# Exercise requirements
Render every line of the items below as a two-column Markdown table headed Row and Item line, numbering each row and omitting blank lines.

(Pointing dataset excerpts)

BEGIN

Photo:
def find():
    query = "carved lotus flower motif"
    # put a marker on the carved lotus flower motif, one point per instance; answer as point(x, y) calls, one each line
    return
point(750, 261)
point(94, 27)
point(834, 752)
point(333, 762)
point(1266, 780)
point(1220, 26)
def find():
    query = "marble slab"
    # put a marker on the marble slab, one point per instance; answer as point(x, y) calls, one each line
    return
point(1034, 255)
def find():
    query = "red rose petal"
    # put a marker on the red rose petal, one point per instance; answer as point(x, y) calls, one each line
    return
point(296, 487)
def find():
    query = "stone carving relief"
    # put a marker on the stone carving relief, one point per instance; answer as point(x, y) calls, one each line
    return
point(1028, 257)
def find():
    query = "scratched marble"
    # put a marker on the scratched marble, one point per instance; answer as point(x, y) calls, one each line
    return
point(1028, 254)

END

# Finished exercise
| Row | Item line |
|---|---|
| 1 | Photo: |
| 2 | def find(): |
| 3 |     query = "carved lotus flower motif" |
| 4 |     # put a marker on the carved lotus flower motif, one point per instance; answer as point(x, y) calls, one each line |
| 5 |     return |
| 6 | point(750, 261) |
| 7 | point(94, 27) |
| 8 | point(834, 752) |
| 9 | point(333, 762) |
| 10 | point(1266, 780) |
| 11 | point(1220, 26) |
| 12 | def find(): |
| 13 |     query = "marble slab" |
| 14 |     # put a marker on the marble slab, one point per instance; answer as point(x, y) calls, one each line |
| 15 |     return |
| 16 | point(1034, 255) |
| 17 | def find(): |
| 18 |     query = "red rose petal" |
| 19 |     # put a marker on the red rose petal, one point per instance; answer as point(x, y) calls, one each line |
| 20 |     return |
| 21 | point(296, 487) |
| 22 | def find(): |
| 23 |     query = "stone carving relief" |
| 24 |     # put a marker on the stone carving relief, one point per instance; answer as point(x, y) calls, one each line |
| 25 |     return |
| 26 | point(1028, 257) |
| 27 | def find(): |
| 28 |     query = "scratched marble" |
| 29 |     # put a marker on the scratched marble, one point per instance; answer as point(x, y) calls, one each line |
| 30 |     return |
| 31 | point(1028, 254) |